INSTRUCTIONS FOR THE TASK
Give the data again, word for word.

[Point-based annotation data]
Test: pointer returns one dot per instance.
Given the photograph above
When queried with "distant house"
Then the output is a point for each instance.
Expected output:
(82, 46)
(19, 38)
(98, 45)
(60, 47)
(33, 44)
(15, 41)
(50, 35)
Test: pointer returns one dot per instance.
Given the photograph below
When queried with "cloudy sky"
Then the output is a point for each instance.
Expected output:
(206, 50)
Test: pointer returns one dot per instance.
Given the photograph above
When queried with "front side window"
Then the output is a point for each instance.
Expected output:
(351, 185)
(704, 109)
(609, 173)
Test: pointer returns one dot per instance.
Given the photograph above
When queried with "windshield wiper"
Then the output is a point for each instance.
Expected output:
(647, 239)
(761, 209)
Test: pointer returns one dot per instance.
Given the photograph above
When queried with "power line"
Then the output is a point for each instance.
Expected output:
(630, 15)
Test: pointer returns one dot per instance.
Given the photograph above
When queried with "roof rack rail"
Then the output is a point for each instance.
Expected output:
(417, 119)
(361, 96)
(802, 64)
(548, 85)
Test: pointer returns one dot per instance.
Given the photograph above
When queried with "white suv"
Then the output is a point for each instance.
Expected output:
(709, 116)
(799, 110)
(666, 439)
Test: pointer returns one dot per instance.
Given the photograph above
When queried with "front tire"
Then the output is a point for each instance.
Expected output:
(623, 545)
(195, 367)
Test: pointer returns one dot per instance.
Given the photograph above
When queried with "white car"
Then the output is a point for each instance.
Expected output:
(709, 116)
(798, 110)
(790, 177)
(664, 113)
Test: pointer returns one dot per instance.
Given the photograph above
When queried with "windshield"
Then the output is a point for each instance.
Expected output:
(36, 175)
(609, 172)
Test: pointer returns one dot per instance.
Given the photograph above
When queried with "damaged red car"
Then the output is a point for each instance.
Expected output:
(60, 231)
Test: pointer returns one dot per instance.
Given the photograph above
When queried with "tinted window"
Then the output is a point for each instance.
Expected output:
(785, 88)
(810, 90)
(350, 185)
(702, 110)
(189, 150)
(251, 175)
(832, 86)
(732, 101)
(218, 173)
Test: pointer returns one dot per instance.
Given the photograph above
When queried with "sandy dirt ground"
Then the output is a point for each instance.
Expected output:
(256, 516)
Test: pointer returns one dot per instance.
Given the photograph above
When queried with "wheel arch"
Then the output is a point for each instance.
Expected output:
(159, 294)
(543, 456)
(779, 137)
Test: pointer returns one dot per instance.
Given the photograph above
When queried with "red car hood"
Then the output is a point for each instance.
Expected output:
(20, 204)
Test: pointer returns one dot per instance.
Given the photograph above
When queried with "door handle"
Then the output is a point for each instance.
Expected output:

RESULT
Test: pointer returns one dot per instance.
Given the photograph above
When queried with "distant house"
Then the output is a point for each instance.
Expected output:
(82, 46)
(19, 38)
(98, 45)
(60, 47)
(33, 44)
(15, 41)
(50, 35)
Test: pointer returns one dot per instance.
Given the photograph below
When queried with "cloudy sky"
Then the output is a point for each instance.
Expected output:
(206, 50)
Test: pointer returns one dot per instance.
Given the photograph above
When queried with "front side window"
Then the output is a point for each instance.
Expected output:
(351, 185)
(704, 109)
(609, 173)
Test: pointer returns one dot per instance.
Given the photograph above
When queried with "windshield wiper"
Then the output is a point for each instance.
Expected output:
(647, 239)
(761, 209)
Test: pointer returns one dot per instance.
Given the photograph above
When queried with "power line"
Then the output is a point for each instance.
Expected output:
(630, 15)
Test: pointer returns one dot per instance.
Given the photograph above
When queried with "roof rack rail"
Then the output is a point for each instance.
Expected output:
(417, 119)
(361, 96)
(802, 64)
(548, 85)
Test: pointer returns one dot per instance.
Given the photograph above
When queried with "white suv"
Then the output is a point for each instance.
Expected output:
(709, 116)
(799, 110)
(666, 439)
Test: pointer returns one dot per instance.
Given the photograph above
When queried with "front tire"
Then the output is a point for each instance.
Expected output:
(623, 545)
(195, 367)
Test: pointer returns one dot per instance.
Given the photograph above
When queried with "white car"
Then the output is a point for each instance.
Expected output:
(709, 116)
(798, 110)
(790, 177)
(664, 113)
Test: pointer returns one dot per instance.
Given the photograph above
When queried with "windshield"
Then the output is a point for each instance.
Expected output:
(36, 175)
(609, 172)
Test: pointer returns one dot per instance.
Given the photograph above
When queried with "damaged red car"
Then the output is a point for each instance.
Expected output:
(60, 231)
Test: pointer returns one dot per instance.
Given the photograph above
When queried with "tinted window"
Then the output is a point for each instance.
Expected output:
(785, 88)
(810, 90)
(350, 185)
(702, 110)
(189, 150)
(251, 175)
(832, 86)
(732, 101)
(218, 173)
Test: pointer returns one dot per instance.
Given the photograph above
When queried with "sandy dirt ground"
Then the output is a point for each instance.
Expected output:
(256, 516)
Test: pointer returns one dot per instance.
Given the photograph above
When queried with "wheel arch"
Then the output is a point for each instance.
Expected output:
(159, 294)
(543, 456)
(779, 137)
Test: pointer returns one dot per instance.
Given the photograph above
When queried with "red car hood"
Then the output is a point for each instance.
Expected output:
(20, 204)
Test: pointer returns one dot per instance.
Given the photograph above
When queried with "door handle"
Then the output is a point for each instance.
Expected output:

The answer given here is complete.